◆ **Cosa devi fare**:
Rispondi a queste domande sul testo qui sotto, che parla di come comportarsi coi compagni:
1. Se la scuola sa già che la crisi può succedere, quando vanno date le informazioni ai compagni?
2. Entro quanto tempo dall'inizio dell'anno scolastico deve tenersi la prima riunione di classe perché sia un'ottima occasione?
3. Nel caso di un adolescente, con chi va presa la decisione se deve essere presente alle spiegazioni?

◆ **Testo da leggere**:
Come comportarsi coi compagni

E’ constatato che per un bambino con epilessia, la scuola è uno dei pochi momenti di confronto con gli altri. Proprio l’epilessia però, con le sue manifestazioni, espone a reazioni di rifiuto da parte dei compagni di classe. Il comportamento dell’insegnante è del tutto determinante nel risolvere o almeno attenuare questo atteggiamento di rifiuto. Sono già state fornite indicazioni inerenti il comportamento che deve tenere l’insegnante in caso di insorgenza in classe di crisi epilettica. E’ opportuno però fornire alcuni suggerimenti relativi a come gestire questa problematica con i compagni di classe.
La maggior parte di loro, come è intuibile, si sentirà molto spaventata, non rendendosi conto di quello che sta succedendo. Il loro compagno/a che fino ad un attimo prima era lì a parlare, ascoltare, insieme a loro, improvvisamente è a terra, si dibatte, magari emet te strani suoni e così via. La crisi può anche far ridere, e i bambini nella loro innocenza sanno essere anche crudeli.
Bisogna dar loro delle spiegazioni che si avvicinino il più possibile alla realtà, tenendo conto della loro età, ma che instillino nella loro mente il concetto che il loro compagno/compagna NON è “diverso”, “pazzo”, “violento” e neppure un “buffone”. Ma quando e come dare queste informazioni?
Alla prima domanda (quando) la risposta è semplice: il prima possibile. Ciò significa che se la crisi epilettica avviene per la prima volta, all’insaputa quindi dell’esistenza del problema anche da parte della famiglia, sarà opportuno, il giorno stesso o il giorno successivo, trovare il momento giusto per dare le informazioni necessarie. Se invece la scuola è già al corrente del possibile verificarsi della crisi, le informazioni dovranno essere date uno dei primi giorni dell’anno scolastico. E’ indispensabile che le medesime informazioni siano fornite anche ai genitori dei compagni, perché possano essere preparati nel caso il loro figlio a casa faccia poi domande. La prima riunione di classe è un’ottima occasione a patto che si svolga effettivamente nelle prime 2/3 settimane dall’inizio dell’anno scolastico.

Alla seconda domanda, cioè “come” dare queste informazioni, la risposta è tutt’altro che semplice e non esistono regole, in quanto le modalità vanno scelte sulla base del contesto nel quale ci si trova (età, livello culturale etc.). Il primo problema da affrontare è: a queste spiegazioni deve o non deve assistere anche il bambino/ragazzo affetto da epilessia. E’nostra opinione che questa scelta vada fatta di concerto con la famiglia, se si tratta di un bambino, o con il ragazzo stesso, in caso di adolescenti. Parimenti la famiglia, se lo desidera, può partecipare e contribuire ad informare i compagni del figlio/a, nonché ovviamente i genitori dei compagni. Indipendentemente dalle parole usate per spiegare ai compagni cosa è successo al loro amico/a è importante che a loro arrivi un messaggio molto chiaro: la crisi, la malattia, non modificano in alcun modo il loro amico, così come lo vedono quando sta bene; quando la crisi è terminata il loro amico torna esattamente quello di prima; questa malattia non è contagiosa; i gesti, i movimenti, i suoni e tutte le manifestazioni della crisi sono del tutto involontarie; il loro compagno si sta curando e guarirà.

◆ **Sezione dati**:

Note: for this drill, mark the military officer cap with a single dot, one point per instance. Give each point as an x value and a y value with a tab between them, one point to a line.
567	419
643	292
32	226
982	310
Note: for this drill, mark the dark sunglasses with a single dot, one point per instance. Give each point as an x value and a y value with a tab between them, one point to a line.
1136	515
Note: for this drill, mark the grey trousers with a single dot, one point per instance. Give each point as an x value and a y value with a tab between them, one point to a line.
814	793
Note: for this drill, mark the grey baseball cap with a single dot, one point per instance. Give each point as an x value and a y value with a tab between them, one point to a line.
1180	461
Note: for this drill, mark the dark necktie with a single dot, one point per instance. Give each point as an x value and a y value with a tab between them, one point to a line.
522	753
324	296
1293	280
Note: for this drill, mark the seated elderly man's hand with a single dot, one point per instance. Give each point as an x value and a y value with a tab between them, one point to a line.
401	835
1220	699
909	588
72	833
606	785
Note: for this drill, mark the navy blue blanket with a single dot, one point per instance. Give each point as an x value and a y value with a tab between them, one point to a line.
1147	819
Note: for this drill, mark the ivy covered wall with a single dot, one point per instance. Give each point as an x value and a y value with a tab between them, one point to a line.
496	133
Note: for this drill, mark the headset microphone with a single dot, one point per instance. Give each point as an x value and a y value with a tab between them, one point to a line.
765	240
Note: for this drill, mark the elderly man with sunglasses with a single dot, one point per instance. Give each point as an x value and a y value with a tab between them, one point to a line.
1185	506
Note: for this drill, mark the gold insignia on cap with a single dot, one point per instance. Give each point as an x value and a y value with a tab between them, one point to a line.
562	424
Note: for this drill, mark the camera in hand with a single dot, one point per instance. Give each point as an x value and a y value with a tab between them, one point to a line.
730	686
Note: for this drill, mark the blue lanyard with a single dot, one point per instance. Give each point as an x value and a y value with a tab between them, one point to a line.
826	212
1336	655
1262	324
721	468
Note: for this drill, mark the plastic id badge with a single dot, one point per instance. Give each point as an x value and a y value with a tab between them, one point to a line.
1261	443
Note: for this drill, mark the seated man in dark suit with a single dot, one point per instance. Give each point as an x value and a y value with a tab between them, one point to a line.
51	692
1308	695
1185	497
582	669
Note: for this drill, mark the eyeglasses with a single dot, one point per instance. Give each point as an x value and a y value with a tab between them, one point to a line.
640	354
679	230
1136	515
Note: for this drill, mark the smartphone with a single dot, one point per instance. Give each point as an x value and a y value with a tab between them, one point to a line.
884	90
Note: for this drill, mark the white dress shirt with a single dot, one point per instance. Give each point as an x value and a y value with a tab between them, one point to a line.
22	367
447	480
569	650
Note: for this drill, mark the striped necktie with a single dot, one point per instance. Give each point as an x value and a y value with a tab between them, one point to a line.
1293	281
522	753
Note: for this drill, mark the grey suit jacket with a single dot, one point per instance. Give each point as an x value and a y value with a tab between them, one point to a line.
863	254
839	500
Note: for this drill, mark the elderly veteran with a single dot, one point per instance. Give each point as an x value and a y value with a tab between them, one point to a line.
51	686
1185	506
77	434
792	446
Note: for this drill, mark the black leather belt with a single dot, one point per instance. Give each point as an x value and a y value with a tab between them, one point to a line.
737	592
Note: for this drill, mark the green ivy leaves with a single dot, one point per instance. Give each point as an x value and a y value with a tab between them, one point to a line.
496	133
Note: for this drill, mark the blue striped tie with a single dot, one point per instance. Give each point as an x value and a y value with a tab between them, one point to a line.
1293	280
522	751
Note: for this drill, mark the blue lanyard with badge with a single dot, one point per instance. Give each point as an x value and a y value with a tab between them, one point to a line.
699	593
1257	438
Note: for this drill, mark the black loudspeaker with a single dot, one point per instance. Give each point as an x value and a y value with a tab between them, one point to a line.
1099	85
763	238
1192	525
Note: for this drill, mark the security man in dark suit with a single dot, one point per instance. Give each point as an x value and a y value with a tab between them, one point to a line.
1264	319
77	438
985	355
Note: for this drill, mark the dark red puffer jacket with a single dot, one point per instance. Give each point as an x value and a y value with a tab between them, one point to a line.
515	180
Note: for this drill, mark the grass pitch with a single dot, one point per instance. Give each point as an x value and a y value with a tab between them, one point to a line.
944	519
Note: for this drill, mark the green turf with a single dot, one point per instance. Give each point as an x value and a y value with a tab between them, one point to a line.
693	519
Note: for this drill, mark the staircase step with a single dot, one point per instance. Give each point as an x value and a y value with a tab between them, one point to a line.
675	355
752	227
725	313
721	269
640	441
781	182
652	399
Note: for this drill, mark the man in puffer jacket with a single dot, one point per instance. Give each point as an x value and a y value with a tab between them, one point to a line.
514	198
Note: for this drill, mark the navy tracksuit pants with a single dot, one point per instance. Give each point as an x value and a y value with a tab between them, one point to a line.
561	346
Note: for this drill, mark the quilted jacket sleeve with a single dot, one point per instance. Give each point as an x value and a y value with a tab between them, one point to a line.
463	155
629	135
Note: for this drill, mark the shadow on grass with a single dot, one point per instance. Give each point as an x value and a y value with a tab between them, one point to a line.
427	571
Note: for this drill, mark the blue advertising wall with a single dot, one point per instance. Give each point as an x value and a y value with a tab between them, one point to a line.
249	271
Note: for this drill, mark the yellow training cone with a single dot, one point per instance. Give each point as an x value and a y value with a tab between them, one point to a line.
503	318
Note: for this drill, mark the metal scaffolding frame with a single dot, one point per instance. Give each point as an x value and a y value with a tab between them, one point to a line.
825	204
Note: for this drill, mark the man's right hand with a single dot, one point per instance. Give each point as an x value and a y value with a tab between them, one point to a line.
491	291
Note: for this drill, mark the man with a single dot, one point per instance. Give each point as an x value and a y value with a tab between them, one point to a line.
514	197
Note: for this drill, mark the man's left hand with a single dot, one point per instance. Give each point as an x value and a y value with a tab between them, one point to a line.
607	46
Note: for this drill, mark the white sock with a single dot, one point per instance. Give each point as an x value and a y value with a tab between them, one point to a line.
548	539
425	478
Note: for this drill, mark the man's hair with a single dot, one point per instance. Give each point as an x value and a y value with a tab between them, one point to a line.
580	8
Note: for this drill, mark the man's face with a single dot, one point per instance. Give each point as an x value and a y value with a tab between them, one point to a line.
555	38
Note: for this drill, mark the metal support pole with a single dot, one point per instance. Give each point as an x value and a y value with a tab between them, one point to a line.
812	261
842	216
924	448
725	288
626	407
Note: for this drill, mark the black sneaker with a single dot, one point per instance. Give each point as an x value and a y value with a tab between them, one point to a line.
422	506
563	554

◆ **Risposta finale**:
1. Uno dei primi giorni dell'anno scolastico.
2. Nelle prime 2/3 settimane.
3. Con il ragazzo stesso.